═════ DATA SUPPLIED

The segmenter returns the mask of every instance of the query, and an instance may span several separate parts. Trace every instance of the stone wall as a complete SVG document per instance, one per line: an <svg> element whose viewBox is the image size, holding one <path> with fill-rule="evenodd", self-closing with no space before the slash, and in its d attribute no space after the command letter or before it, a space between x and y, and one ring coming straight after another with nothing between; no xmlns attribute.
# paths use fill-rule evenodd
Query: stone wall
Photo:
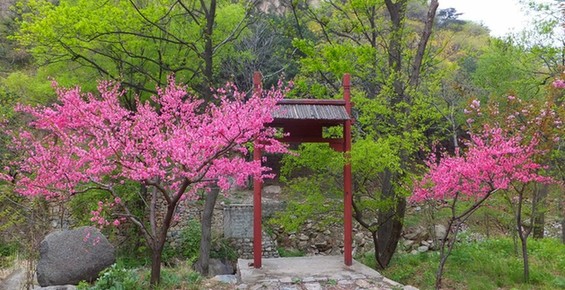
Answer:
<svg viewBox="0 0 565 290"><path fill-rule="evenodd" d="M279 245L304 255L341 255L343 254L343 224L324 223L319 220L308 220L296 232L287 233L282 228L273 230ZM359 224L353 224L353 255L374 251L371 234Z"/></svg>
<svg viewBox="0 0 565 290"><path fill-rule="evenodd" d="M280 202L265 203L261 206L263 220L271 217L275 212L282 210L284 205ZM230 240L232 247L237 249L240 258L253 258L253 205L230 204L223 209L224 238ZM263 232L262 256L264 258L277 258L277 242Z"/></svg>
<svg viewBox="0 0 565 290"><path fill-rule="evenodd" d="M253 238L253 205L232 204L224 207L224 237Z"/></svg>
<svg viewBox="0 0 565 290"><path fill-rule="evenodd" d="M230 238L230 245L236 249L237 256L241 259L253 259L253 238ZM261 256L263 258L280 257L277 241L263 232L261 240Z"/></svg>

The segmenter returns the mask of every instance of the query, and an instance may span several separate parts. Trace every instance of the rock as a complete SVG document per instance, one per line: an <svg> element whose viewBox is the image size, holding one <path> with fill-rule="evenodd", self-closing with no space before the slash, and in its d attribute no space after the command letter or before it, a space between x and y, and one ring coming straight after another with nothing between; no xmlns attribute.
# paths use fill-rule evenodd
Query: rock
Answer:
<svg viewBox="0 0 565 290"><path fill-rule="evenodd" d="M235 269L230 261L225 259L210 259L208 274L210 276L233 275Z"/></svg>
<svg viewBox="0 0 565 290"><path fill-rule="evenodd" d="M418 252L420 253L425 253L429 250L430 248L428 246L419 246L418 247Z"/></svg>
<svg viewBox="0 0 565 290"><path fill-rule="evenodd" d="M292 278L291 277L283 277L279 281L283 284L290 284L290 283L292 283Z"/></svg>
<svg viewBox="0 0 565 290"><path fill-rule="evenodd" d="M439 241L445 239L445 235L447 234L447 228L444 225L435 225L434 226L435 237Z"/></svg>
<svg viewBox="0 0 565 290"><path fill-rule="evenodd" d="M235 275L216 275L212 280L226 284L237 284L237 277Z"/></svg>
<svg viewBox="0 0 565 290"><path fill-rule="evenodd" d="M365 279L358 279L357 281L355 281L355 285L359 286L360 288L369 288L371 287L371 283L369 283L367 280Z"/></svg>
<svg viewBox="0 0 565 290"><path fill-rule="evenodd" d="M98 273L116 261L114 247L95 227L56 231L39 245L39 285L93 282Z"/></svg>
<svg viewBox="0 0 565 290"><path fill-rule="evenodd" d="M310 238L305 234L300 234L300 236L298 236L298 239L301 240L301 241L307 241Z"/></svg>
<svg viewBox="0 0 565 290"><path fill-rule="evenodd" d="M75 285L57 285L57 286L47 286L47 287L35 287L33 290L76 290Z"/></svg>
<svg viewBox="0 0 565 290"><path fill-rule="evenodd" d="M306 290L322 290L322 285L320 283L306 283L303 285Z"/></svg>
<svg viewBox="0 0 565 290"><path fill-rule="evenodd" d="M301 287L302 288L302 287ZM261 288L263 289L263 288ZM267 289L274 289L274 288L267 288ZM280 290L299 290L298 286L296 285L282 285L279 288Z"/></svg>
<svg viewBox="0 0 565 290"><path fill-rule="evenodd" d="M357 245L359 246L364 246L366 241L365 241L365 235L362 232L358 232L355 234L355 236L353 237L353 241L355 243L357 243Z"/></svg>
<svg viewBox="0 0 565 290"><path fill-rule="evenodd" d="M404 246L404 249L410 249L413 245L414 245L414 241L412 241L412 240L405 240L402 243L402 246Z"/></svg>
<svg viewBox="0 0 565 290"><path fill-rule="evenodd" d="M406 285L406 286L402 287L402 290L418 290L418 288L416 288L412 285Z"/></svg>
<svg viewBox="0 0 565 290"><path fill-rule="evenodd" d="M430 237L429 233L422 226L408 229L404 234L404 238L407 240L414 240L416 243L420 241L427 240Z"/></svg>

══════════

INSTRUCTIONS TO FOLLOW »
A line in the material may hold the string "straight". Report how many do, and write only the number.

WRITTEN SOLUTION »
2